▶ _What this task involves_
Make an exact copy of the records, and keep the pictures out of it.

(Region pointing data)
——————
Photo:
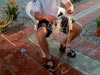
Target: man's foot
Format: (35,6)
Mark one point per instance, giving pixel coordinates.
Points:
(70,53)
——————
▶ _Answer to the exercise_
Photo:
Target: man's foot
Format: (35,6)
Mark one point per instance, giving pixel coordinates.
Points:
(70,53)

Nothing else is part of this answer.